Edit the rows below by swapping "keypoint" for "marker" wherever it occurs, leaving every other word unchanged.
:: Stored rows
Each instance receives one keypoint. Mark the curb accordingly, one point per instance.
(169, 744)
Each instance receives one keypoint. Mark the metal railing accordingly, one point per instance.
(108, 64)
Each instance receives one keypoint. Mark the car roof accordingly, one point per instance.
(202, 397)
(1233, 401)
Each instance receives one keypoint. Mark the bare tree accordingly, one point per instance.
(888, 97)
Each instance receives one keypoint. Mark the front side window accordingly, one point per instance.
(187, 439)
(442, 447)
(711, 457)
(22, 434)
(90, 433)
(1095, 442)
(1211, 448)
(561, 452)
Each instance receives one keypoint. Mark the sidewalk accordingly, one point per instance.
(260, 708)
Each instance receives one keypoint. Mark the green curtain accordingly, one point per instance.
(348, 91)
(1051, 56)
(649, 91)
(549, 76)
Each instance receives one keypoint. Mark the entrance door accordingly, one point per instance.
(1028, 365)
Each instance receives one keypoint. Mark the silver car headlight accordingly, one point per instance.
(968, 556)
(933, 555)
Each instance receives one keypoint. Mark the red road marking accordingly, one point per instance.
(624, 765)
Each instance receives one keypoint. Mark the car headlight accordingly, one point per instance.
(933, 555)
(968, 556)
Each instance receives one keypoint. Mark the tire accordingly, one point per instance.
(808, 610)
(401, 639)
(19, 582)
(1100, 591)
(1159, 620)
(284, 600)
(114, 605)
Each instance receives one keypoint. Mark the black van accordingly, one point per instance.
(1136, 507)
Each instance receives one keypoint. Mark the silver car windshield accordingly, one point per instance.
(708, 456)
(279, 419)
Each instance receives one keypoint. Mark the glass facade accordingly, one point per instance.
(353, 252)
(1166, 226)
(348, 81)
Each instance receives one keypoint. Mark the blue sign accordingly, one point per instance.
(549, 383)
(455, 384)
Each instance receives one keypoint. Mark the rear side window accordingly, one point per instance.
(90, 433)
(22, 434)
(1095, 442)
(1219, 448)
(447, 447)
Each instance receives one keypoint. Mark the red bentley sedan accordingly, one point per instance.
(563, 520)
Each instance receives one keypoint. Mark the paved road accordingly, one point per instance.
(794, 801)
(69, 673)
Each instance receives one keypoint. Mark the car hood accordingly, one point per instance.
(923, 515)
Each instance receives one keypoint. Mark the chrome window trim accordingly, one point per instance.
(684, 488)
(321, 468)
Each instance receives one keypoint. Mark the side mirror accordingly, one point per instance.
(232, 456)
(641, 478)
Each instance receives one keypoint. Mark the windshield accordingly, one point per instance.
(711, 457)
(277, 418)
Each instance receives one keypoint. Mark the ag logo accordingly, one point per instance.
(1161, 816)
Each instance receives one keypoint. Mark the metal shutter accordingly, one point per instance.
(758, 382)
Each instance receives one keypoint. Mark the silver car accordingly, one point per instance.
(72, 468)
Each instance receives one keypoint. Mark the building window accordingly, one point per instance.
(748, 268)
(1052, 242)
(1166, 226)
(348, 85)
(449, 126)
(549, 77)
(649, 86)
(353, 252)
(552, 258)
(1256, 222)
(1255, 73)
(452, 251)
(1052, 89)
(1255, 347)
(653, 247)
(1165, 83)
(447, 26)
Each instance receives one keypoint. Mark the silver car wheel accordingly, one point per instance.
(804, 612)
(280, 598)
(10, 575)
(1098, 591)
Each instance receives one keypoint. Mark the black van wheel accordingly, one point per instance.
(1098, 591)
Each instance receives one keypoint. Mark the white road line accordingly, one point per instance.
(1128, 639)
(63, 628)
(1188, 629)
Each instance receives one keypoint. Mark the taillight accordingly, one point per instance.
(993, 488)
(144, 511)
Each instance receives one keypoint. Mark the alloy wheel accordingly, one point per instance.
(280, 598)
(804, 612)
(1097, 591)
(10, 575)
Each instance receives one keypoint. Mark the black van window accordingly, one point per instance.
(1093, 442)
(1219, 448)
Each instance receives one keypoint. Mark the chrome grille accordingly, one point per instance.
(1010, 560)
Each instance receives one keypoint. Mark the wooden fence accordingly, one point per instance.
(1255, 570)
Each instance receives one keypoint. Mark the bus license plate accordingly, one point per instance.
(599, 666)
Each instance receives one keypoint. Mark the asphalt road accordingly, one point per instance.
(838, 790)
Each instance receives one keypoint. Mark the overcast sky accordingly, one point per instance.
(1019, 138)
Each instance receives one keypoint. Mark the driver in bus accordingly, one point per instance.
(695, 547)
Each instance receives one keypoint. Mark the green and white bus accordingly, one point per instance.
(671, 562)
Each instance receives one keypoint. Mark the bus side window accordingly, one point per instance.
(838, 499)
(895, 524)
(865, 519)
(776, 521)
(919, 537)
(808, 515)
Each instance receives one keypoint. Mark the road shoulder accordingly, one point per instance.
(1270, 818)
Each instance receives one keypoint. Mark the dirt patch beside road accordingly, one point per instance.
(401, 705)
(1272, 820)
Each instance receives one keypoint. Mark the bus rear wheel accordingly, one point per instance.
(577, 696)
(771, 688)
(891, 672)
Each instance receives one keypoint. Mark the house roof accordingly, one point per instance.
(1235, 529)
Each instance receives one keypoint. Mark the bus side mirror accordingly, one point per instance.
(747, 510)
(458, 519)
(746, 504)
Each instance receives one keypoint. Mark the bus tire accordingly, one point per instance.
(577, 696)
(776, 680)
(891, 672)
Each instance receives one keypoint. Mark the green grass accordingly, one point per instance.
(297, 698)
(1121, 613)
::::
Result of this task:
Each instance receives one marker. Mark the curb accordingly, one point per instance.
(169, 744)
Each instance receives one marker. Mark the metal railing accordingly, one point per instance.
(108, 64)
Each instance receives one marker. Mark the car roof accordingly, one point per instance.
(202, 397)
(1233, 401)
Each instance receives one marker. Mark the bare tree accordingly, one point per instance.
(888, 97)
Each instance receives one marker. Mark the front side window accordingly, one point per instance.
(187, 439)
(442, 447)
(711, 457)
(22, 434)
(90, 433)
(1095, 442)
(1211, 448)
(561, 452)
Each instance receives one marker. Mark the sidewalk accordingly, one point per instance.
(260, 708)
Each instance receives one marker. Mark the green curtain accordingly, one point per instance.
(348, 91)
(1051, 56)
(649, 91)
(549, 76)
Each instance receives one marker. Mark the entrance door accordingly, one point per instance.
(1028, 365)
Each instance receives one marker. Mark the silver car headlight accordingly, one point per instance.
(968, 556)
(933, 555)
Each instance receives one marker. Mark the red road marking accordingly, one point per instance.
(624, 765)
Each instance receives one marker. Mark the car headlight accordingly, one point per instance.
(933, 555)
(968, 556)
Each instance receives one marker. Mark the tire accordingly, one point per instance.
(808, 610)
(401, 639)
(19, 582)
(1100, 591)
(1159, 620)
(284, 600)
(114, 605)
Each instance receives one marker. Mark the black van accordingly, one point per instance.
(1136, 507)
Each instance receives one marker. Mark the silver car windshield accordingly, one point per instance.
(708, 456)
(279, 419)
Each instance receives one marker. Mark the glass facade accordingly, one point per instance.
(353, 252)
(1166, 226)
(348, 81)
Each instance receives one marker. Mark the blue sign accordingly, one point per instance.
(549, 383)
(455, 384)
Each instance receives one marker. Mark the rear side window accordingly, one point per instance.
(90, 433)
(22, 434)
(1095, 442)
(1219, 448)
(447, 447)
Each instance receives one marker. Mark the red bentley sedan accordingly, one point per instance.
(563, 520)
Each instance receives one marker. Mark the paved road accordingly, one point per instance.
(794, 801)
(69, 673)
Each instance receives one marker. Mark the car hood accordingly, one point per instance.
(923, 515)
Each instance receives one marker. Mark the chrome window trim accordingly, one point per instance.
(684, 488)
(321, 468)
Each instance receives one marker. Mark the side mirror accordingly, one point per instance.
(232, 456)
(641, 478)
Each instance receives one marker. Mark the windshield accordingly, one point per instance.
(711, 457)
(277, 418)
Each instance receives one marker. Mark the ag logo accordingly, one point per instance.
(1161, 816)
Each instance receives one marker. Mark the metal shutter accordingly, one point per instance.
(758, 382)
Each instance receives one marker. Mark the silver car accordingly, one point per instance.
(72, 468)
Each instance receives one marker. Mark the building window accordingly, one point per instance.
(748, 268)
(1052, 242)
(1166, 226)
(348, 85)
(449, 126)
(549, 77)
(649, 86)
(353, 252)
(552, 258)
(1256, 222)
(1255, 73)
(452, 251)
(1052, 89)
(1255, 347)
(653, 247)
(1165, 83)
(447, 26)
Each instance receives one marker. Mark the silver car wheel accordingly, one point per instance.
(804, 612)
(280, 598)
(10, 575)
(1098, 591)
Each instance receives one marker. Mark the black van wheel accordingly, one point per instance.
(1098, 591)
Each instance receives one marker. Mark the white road line accordingly, one point per instance.
(1128, 639)
(63, 628)
(1188, 629)
Each instance receives one marker. Mark the taillight accordingly, one point per instance.
(993, 488)
(144, 511)
Each instance receives one marker. Mark the alloy wheel accordingly, one point per instance.
(280, 598)
(804, 612)
(1097, 591)
(10, 575)
Each instance receives one marker. Mark the black van window accordingly, one point per instance.
(1093, 442)
(1219, 448)
Each instance receives one marker. Mark the chrome grille accordingly, one point per instance.
(1010, 560)
Each instance receives one marker. Mark the wooden fence accordingly, one point per instance.
(1255, 570)
Each instance receives one marker. Mark the bus license plate accordingly, one point per instance.
(599, 666)
Each instance receives one marker. Mark the asphalt road accordingly, one point per instance.
(838, 790)
Each instance receives one marker. Mark the overcast sky accordingly, one point per instance.
(1019, 138)
Each instance receives one marker. Mark the driver in bus accordingly, one point per instance.
(695, 547)
Each instance receives one marker. Mark the green and white bus accordingly, one point per instance.
(671, 562)
Each instance receives one marker. Mark the bus side window accordingly, one point per instance.
(838, 499)
(895, 524)
(865, 519)
(776, 521)
(919, 537)
(808, 515)
Each instance receives one marker. Mark the road shoulder accordingly, one point per instance.
(1270, 818)
Each instance receives one marker. Mark the dirt patch beside road accordingly, one point per instance.
(401, 705)
(1272, 820)
Each instance receives one marker. Mark the bus rear wheel accordingly, one point per instance.
(577, 696)
(771, 688)
(891, 672)
Each instance receives one marker. Mark the house roof accordingly, one point per instance.
(1235, 529)
Each instance receives one marker. Mark the bus side mirror accordingly, one point per instance.
(747, 510)
(458, 519)
(746, 504)
Each instance receives one marker. Mark the bus tire accordingly, one point per instance.
(577, 696)
(776, 680)
(891, 672)
Each instance receives one marker. Mark the green grass accordingly, one point per instance.
(297, 698)
(1121, 613)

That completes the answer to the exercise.